> **Given exercise**: Pick out each line of the records that contains the word "concrete" and copy it, treating uppercase and lowercase as different.

> **Recorded data**:
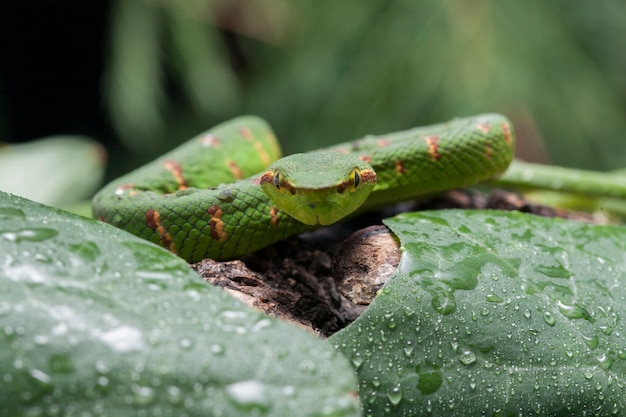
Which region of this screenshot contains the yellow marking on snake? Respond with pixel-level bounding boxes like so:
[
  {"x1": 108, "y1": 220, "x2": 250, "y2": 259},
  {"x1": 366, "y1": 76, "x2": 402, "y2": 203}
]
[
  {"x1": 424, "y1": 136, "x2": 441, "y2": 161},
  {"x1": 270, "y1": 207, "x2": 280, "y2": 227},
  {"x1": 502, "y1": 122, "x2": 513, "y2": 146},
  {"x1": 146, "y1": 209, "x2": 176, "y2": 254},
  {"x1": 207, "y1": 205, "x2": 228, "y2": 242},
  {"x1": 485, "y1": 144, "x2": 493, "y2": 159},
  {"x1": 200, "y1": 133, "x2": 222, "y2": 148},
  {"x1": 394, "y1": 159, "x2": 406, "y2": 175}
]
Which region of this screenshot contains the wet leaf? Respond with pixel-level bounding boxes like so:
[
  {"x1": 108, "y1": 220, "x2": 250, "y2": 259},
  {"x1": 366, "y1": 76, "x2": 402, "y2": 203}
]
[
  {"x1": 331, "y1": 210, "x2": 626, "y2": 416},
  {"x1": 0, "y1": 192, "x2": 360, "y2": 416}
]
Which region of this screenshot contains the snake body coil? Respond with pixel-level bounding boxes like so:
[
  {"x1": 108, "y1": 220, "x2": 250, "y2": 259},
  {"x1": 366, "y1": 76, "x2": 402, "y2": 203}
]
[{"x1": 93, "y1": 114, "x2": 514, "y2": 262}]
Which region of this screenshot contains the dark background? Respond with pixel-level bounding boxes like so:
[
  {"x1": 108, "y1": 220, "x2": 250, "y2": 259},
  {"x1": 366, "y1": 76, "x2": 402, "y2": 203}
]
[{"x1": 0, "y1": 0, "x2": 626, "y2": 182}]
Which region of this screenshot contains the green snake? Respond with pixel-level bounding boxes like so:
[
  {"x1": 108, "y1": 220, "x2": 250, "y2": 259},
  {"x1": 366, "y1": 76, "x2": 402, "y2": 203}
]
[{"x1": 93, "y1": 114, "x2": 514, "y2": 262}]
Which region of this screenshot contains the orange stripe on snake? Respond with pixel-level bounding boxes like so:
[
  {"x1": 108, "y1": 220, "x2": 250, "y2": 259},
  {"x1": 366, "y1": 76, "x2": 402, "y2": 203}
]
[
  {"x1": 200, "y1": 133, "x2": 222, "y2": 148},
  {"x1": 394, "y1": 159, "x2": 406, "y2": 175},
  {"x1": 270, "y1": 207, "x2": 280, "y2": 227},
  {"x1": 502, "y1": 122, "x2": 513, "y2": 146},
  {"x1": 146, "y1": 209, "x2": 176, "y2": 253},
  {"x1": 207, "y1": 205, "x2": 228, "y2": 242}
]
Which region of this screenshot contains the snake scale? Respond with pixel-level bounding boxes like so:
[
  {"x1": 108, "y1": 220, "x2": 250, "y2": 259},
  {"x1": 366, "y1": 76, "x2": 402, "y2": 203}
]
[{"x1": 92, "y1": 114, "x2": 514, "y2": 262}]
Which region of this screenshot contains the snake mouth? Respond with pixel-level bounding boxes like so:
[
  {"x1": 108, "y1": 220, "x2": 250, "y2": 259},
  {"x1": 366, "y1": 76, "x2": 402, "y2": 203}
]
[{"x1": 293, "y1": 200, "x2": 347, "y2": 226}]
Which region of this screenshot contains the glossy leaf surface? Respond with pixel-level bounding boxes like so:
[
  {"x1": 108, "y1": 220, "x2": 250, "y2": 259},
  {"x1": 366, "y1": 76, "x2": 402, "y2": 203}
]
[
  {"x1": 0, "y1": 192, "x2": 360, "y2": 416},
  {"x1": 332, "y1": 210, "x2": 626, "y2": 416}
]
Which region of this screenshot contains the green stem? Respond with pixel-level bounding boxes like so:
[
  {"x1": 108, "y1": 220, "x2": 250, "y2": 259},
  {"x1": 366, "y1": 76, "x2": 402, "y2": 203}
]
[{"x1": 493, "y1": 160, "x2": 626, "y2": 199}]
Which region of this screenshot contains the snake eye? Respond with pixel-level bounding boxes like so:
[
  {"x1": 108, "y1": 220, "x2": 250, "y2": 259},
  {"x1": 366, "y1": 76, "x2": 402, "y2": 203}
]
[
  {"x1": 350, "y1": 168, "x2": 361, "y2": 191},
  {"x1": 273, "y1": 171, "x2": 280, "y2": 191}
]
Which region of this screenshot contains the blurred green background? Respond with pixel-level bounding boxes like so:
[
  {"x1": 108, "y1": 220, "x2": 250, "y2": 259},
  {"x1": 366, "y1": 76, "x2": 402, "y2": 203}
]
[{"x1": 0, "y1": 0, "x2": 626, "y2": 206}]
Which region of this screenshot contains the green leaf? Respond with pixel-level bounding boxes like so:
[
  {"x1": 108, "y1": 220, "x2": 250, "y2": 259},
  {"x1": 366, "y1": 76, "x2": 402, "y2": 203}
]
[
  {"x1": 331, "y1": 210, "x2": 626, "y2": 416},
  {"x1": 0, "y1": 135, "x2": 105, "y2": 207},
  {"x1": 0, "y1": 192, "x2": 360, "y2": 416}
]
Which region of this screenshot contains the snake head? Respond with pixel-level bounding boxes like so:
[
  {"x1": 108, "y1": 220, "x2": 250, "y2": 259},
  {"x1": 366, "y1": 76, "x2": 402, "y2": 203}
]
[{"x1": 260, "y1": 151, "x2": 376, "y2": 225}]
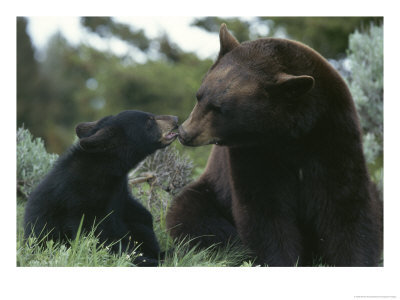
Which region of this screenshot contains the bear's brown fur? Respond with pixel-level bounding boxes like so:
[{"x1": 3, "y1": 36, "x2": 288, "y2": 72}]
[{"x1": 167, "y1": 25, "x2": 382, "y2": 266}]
* * *
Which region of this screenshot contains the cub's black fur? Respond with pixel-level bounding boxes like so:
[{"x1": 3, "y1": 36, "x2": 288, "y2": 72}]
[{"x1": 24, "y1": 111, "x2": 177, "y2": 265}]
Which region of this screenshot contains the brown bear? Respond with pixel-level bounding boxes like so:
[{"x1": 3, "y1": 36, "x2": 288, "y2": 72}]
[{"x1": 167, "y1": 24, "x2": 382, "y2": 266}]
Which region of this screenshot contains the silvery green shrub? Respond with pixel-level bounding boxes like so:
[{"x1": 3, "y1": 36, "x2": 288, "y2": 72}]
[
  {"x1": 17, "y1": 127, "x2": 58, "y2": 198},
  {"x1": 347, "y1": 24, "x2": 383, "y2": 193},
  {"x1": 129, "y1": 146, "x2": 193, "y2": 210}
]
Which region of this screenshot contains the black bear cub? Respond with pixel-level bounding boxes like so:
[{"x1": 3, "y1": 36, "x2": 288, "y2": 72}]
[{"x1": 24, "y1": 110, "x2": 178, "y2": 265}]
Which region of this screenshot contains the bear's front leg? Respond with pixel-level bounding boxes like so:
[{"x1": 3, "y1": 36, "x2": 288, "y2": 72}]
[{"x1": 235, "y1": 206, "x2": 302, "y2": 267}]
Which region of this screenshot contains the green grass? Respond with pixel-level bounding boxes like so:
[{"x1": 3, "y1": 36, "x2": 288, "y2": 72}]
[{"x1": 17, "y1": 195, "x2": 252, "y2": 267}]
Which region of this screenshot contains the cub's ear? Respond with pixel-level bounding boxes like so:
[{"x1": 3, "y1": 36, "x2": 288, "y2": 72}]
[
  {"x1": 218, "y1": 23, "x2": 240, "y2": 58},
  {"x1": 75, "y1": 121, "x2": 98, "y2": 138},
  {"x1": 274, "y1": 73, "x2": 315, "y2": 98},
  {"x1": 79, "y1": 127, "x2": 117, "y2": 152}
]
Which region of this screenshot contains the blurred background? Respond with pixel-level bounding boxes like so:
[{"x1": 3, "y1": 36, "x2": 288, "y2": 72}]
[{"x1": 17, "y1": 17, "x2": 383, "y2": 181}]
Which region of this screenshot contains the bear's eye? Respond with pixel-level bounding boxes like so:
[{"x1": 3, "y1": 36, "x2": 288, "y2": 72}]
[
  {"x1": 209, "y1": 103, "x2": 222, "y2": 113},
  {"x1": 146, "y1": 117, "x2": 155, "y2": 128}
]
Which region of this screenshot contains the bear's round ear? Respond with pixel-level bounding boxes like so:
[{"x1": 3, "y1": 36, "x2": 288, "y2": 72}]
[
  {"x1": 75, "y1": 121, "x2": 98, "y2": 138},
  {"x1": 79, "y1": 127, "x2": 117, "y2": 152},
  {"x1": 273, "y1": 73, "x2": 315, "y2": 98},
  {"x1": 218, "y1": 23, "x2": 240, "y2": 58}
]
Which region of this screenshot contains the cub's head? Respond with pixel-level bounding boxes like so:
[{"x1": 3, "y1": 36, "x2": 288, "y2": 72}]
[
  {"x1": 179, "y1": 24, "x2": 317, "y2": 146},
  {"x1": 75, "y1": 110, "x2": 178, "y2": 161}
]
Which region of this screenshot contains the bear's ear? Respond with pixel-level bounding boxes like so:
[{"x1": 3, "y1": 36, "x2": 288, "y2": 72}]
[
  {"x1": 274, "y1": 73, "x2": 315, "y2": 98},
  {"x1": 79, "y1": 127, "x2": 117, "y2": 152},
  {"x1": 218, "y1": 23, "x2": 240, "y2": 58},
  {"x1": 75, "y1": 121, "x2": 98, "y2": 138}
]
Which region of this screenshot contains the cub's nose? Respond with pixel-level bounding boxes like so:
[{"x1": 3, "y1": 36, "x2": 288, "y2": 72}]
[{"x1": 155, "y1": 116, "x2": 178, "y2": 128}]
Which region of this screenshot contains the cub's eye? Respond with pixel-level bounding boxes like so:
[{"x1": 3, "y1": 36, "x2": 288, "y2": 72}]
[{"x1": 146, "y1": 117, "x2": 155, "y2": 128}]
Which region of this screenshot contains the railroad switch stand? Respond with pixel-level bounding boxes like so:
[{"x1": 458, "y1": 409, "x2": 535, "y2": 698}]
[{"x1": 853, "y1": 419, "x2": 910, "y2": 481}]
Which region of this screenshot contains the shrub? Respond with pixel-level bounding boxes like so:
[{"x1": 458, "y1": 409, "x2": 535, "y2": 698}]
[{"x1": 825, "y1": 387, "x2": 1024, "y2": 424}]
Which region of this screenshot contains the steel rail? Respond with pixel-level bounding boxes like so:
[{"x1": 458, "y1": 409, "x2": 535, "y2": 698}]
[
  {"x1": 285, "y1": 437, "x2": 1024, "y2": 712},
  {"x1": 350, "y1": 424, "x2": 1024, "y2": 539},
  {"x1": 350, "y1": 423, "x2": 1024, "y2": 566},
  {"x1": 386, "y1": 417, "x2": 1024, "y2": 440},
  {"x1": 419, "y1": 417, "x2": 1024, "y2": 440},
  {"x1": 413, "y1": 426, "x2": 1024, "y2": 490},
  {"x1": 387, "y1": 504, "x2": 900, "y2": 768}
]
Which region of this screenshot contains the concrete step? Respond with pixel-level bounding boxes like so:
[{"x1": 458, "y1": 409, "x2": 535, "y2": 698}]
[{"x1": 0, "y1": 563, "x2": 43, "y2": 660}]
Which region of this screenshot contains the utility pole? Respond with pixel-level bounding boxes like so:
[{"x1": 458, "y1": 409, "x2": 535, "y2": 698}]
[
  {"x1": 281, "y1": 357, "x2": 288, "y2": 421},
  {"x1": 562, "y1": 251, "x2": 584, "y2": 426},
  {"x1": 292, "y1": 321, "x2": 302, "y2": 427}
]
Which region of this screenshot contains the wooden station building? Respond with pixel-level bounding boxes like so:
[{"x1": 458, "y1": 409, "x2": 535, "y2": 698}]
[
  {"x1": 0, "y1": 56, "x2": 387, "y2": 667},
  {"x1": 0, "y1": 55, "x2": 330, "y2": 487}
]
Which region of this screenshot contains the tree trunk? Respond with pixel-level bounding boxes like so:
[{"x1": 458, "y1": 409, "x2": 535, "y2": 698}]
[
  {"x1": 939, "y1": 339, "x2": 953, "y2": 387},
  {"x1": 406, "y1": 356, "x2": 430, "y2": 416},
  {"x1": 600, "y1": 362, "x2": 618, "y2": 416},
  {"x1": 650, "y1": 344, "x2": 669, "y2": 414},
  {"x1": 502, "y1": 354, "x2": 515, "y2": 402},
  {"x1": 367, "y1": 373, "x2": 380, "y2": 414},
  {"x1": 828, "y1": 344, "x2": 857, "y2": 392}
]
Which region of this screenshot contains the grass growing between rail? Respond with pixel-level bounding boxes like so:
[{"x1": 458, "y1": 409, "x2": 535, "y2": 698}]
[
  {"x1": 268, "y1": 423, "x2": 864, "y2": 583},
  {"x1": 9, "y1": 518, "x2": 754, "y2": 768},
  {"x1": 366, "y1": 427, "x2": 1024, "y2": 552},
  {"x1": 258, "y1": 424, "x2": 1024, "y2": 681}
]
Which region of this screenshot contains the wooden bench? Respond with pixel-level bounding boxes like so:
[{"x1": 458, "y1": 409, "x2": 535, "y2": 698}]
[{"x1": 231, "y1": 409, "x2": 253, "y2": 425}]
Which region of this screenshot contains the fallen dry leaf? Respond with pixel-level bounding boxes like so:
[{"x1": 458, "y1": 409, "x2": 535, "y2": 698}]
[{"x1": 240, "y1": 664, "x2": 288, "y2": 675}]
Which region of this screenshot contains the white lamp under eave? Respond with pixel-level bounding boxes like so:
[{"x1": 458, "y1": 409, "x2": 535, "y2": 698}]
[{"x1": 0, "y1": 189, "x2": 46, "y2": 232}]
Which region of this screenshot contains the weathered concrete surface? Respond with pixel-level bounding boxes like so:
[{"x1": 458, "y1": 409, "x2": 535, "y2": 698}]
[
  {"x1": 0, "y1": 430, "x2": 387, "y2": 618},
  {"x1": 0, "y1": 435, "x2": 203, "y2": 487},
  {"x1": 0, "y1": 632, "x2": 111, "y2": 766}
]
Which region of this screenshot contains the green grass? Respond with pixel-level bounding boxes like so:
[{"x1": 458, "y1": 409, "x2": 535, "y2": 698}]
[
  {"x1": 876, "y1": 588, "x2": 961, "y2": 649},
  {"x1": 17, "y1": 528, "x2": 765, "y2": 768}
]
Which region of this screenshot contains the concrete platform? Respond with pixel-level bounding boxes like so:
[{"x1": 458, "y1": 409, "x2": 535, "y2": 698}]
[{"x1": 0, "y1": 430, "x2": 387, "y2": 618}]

> **Solution for this task**:
Which region of this screenshot contains the concrete step? Respond with pixel-level bounding boxes like so:
Which region of this screenshot contains the weathered concrete surface? Respond with pixel-level bounding boxes like so:
Which region of this screenshot contains the concrete platform? Respond with pixel-level bounding boxes like so:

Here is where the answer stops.